TEXT PASSAGE

********

"I Am the Night—Color Me Black" is episode 146 of the American television anthology series The Twilight Zone. It originally aired on March 27, 1964 on CBS.

Opening narration

Plot
Sheriff Koch cannot sleep the night before the execution of a man, as he feels conflicted about the situation.  His wife Ella (Eve McVeagh) is no comfort as she snarls, "What time do they string him up; you know what I mean...what time does he get hung?"  Her attitude represents the hateful sentiment of the town that looks forward to the fate of Jagger, a man who is to be hanged after being wrongfully convicted of killing a bigot; he claims self defense, and is unrepentant about the killing.  On the day of his execution, the sun does not rise in the morning, and it seems that this is the only place in the world where this is true.

There is still some dispute as to whether Jagger is guilty.  The sheriff is conflicted, while the deputy is convinced Jagger is guilty; the latter is accused of perjury by the town news reporter. That morning the Deputy becomes loud and obnoxious, and the sheriff tells him: "You better unravel it Pierce, or I'll spread you all over this yard". At 9:00 AM, just before the hanging,  it is still dark; the radio now reporting the darkness confined to this one small village.  The sheriff admits he feels guilty because he didn't question the lack of autopsy of the victim, and didn't care that there were powder burns on the victim despite the deputy testifying that Jagger shot the victim from across a room.  The sheriff wanted to be reelected, and as such went along with the status quo.

However, Jagger is hanged anyway at 9:30, much to the delight of the town.  The town clergyman, although a different faith and race than Jagger, steps in and says that he is thankful to him for having stood up for him and his kind.  The clergyman asks if Jagger had felt hate and enjoyment when he killed the man. Jagger confirmed he did. After this, the clergyman also reluctantly agrees to the execution, proclaiming that Jagger was in fact guilty.  Jagger is disheartened, saying “It’s important to get with the majority isn’t it? That’s a big thing nowadays isn’t it, Reverend?” The Reverend replies: "The majority is all there is". After the hanging, the deputy says that for having gone along with the execution, that the clergyman has "seen the light". The clergyman replies that the sky is black because of all the hatred in the world, namely the hatred surrounding Jagger's execution.  The sky becomes even darker after the execution.  The deputy is convinced that the darkness is nothing more than fog, which will eventually lift, but neither the sheriff or reporter are convinced.

Later, a radio broadcast reveals that the town is not the only place where this disturbance is happening. The sky has turned dark over North Vietnam, a section of the Berlin Wall, a political prison in Budapest, a section of Dallas (Dallas, where President Kennedy was fatally shot), and other places around the world where hatred runs rampant.

********

DATA SECTION
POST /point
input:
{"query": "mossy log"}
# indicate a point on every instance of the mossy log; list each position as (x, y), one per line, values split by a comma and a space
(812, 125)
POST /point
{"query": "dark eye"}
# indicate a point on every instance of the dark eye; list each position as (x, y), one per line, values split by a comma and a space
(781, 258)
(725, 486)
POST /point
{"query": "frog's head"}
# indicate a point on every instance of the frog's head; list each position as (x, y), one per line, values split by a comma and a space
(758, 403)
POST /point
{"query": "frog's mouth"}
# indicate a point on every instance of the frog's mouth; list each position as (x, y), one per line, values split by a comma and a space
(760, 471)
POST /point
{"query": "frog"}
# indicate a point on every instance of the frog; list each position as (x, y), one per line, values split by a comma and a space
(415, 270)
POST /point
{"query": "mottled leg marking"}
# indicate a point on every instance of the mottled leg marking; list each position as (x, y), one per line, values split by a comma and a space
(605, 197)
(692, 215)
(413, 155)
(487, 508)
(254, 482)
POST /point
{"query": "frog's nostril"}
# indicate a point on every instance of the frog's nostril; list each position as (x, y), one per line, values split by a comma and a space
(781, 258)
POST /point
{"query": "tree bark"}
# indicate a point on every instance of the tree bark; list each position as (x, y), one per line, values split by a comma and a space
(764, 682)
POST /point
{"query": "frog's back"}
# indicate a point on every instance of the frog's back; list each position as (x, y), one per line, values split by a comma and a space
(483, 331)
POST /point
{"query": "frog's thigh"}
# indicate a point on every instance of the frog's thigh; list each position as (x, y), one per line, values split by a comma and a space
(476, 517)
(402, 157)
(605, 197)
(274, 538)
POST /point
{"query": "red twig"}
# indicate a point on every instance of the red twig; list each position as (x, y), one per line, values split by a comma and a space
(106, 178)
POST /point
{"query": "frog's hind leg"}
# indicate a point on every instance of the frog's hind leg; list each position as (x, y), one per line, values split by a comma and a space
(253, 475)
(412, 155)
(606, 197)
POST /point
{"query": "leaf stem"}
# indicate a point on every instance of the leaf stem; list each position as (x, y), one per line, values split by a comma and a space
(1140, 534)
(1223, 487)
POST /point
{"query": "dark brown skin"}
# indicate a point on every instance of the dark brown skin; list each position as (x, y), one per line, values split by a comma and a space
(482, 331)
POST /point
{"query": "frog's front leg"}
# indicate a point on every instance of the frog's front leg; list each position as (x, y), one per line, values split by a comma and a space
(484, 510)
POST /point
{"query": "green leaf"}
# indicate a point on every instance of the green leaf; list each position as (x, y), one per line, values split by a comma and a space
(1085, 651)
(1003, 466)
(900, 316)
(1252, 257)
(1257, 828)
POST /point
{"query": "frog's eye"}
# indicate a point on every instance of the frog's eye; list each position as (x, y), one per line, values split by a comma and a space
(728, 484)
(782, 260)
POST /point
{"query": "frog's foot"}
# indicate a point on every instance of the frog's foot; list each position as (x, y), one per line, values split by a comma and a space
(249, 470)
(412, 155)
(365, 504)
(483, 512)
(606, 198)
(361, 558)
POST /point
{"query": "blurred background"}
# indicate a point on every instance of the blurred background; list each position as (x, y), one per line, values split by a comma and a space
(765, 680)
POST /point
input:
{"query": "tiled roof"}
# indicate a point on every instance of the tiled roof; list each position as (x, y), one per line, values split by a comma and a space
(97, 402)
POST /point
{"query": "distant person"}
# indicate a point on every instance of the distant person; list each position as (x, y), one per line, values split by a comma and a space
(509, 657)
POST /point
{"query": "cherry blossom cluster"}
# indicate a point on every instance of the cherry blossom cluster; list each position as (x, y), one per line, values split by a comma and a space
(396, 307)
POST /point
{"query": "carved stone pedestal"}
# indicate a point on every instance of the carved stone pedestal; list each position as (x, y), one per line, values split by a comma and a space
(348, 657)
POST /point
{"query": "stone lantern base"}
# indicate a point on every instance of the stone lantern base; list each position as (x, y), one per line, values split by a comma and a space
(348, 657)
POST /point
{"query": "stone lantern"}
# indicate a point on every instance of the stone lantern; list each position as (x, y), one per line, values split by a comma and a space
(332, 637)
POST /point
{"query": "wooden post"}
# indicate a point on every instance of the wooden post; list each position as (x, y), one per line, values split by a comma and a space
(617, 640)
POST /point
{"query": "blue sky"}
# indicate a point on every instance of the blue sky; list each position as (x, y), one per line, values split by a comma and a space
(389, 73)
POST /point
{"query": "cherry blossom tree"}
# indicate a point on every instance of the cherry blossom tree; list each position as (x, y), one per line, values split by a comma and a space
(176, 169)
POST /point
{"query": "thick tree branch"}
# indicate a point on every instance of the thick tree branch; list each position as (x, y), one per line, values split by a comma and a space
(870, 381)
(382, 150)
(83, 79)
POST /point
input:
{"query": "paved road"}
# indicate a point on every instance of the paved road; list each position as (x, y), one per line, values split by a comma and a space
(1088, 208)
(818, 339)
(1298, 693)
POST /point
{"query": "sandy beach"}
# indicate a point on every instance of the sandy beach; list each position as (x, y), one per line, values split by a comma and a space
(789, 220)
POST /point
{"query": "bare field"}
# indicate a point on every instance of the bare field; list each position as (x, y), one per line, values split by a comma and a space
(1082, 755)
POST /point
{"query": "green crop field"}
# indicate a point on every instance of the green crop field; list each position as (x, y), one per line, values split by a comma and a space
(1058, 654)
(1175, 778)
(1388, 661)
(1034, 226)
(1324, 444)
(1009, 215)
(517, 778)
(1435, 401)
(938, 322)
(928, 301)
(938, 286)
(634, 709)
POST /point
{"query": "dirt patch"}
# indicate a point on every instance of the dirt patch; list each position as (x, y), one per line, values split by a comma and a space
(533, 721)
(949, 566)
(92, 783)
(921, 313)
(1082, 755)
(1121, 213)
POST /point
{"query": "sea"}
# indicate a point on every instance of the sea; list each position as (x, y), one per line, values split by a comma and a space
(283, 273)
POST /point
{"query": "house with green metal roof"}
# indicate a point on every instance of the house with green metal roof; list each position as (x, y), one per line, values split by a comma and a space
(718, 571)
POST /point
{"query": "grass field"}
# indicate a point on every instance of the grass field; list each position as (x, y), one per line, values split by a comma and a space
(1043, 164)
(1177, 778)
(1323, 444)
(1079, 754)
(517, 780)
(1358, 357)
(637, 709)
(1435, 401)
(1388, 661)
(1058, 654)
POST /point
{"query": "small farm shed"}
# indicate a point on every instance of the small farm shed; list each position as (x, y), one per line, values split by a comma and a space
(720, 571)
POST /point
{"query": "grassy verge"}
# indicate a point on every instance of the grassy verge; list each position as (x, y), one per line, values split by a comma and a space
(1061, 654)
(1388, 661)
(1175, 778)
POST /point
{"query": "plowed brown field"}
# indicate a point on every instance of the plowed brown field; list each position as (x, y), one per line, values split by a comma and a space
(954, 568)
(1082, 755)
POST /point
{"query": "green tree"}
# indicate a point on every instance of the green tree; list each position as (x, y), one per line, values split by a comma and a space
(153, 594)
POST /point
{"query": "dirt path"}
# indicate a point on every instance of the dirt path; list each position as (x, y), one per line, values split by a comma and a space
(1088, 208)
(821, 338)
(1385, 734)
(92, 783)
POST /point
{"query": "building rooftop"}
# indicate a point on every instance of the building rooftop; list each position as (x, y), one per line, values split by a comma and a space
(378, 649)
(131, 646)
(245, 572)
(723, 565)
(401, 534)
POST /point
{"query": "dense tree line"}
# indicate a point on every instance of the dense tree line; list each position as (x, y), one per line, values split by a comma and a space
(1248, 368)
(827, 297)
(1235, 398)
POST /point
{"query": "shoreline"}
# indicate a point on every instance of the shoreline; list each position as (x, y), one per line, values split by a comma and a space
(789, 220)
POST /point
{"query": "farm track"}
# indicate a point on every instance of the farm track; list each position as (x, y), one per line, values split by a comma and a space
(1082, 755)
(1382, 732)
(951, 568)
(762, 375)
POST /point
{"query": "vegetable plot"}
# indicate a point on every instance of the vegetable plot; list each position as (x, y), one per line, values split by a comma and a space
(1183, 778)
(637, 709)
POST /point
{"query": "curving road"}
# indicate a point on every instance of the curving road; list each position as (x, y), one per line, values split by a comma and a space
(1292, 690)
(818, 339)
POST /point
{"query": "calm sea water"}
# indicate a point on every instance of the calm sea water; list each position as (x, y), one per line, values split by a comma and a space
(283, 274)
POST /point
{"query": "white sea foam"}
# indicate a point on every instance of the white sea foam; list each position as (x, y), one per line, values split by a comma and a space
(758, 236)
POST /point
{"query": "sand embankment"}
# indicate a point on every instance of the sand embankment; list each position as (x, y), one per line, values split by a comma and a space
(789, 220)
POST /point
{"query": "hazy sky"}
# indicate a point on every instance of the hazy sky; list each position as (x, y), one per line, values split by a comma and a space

********

REQUESTS
1. According to the episode summary, at what time is Jagger hanged?
2. Print the part of the episode summary between "Later, a radio" and "hatred runs rampant.", inclusive.
3. Pick up the episode summary after its final sentence and continue writing it.

ANSWERS BY TASK
1. At 9:30.

2.
Later, a radio broadcast reveals that the town is not the only place where this disturbance is happening. The sky has turned dark over North Vietnam, a section of the Berlin Wall, a political prison in Budapest, a section of Dallas (Dallas, where President Kennedy was fatally shot), and other places around the world where hatred runs rampant.

3.
Closing narration

Cast
Michael Constantine as Sheriff Charlie Koch 
Paul Fix as Colbey 
George Lindsey as Deputy Pierce
Ivan Dixon as the Reverend Anderson
Terry Becker as Jagger 
Eve McVeagh as Ella 
Douglas Bank as Man 
Russell Custer as Townsman
Elizabeth Harrower as Woman 
Michael Jeffers as Deputy
Robert McCord as Townsman 
Ward Wood as Man

Production notes
Serling wrote this script primarily as his personal reaction to the assassination of President John F. Kennedy on November 22, 1963. Indeed, mention is made in the story of "a street in Dallas, Texas" (where Kennedy was murdered as his motorcade traveled down Elm Street in Dallas' Dealey Plaza) as being enveloped by the strange darkness.

The episode is similar to "Many, Many Monkeys", a script written for Twilight Zone by its producer, William Froug, but never shot. In that script an epidemic breaks out in which afflicted persons' eyes seal shut as folds of flesh grow over them. Though a nuclear explosion is initially blamed, one character proposes that it is a physical manifestation of hate that is blinding them. The network bought the script but then shelved it, finding its subject matter too disturbing, but it was eventually produced in 1989, during the first revival of Twilight Zone.

Years earlier, Serling had written a teleplay for Playhouse 90 called "A Town Has Turned to Dust", about the 1870 lynching of an innocent Mexican man in a Southwestern town. This story was based on the Emmett Till case, and Serling had to deal with executive interference and network censors before the episode could air.

References

DeVoe, Bill. (2008). Trivia from The Twilight Zone. Albany, GA: Bear Manor Media. 
Grams, Martin. (2008). The Twilight Zone: Unlocking the Door to a Television Classic. Churchville, MD: OTR Publishing. 
Zicree, Marc Scott: The Twilight Zone Companion. Sillman-James Press, 1982 (second edition)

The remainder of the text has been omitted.